Set task:
Count the lines in the records below that contain the string "green", and reply with that number alone.

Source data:
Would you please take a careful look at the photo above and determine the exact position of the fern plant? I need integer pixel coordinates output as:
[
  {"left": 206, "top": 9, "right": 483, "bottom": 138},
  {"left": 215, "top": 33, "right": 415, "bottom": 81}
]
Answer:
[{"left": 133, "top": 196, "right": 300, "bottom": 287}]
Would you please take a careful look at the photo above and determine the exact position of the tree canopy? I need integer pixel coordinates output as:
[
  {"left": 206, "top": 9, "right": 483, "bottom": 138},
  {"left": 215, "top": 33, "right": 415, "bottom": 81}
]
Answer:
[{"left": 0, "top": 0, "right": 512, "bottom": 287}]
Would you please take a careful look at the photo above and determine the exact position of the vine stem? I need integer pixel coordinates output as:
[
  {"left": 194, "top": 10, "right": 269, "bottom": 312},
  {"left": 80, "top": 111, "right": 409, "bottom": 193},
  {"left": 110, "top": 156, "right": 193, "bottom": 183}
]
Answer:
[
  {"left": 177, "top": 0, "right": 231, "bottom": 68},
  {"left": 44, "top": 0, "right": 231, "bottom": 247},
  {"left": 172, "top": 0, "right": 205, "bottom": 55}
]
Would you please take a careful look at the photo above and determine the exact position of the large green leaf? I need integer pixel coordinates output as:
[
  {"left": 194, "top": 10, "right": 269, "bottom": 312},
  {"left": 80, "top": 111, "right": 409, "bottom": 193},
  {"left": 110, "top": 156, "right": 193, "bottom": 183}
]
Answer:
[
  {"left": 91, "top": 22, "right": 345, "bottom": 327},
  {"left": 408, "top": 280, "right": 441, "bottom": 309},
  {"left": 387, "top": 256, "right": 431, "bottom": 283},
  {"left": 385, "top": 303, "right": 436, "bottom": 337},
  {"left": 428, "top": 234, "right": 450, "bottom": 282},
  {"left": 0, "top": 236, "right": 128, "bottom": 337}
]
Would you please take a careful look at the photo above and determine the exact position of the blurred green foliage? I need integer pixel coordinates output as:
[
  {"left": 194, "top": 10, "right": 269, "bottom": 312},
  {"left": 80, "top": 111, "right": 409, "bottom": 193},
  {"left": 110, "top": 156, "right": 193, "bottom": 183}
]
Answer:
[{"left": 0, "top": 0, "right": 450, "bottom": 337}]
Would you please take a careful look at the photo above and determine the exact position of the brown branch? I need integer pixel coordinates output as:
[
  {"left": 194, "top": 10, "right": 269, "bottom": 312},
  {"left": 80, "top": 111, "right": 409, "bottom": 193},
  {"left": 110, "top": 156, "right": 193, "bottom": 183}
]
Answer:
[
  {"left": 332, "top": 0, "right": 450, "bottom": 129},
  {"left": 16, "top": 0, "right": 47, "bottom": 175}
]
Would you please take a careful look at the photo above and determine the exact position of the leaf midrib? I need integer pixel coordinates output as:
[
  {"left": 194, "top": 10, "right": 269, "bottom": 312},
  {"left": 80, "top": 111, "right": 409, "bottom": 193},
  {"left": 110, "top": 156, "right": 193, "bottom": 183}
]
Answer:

Written solution:
2